### YOUR GOAL
All records are to be printed exactly as they appear.

+===+

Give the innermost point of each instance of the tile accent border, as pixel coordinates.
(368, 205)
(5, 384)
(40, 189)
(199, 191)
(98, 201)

+===+

### RESPONSE AREA
Give the innermost point of each instance of the tile accent border, as pixel coordinates.
(368, 205)
(5, 384)
(40, 189)
(199, 191)
(98, 201)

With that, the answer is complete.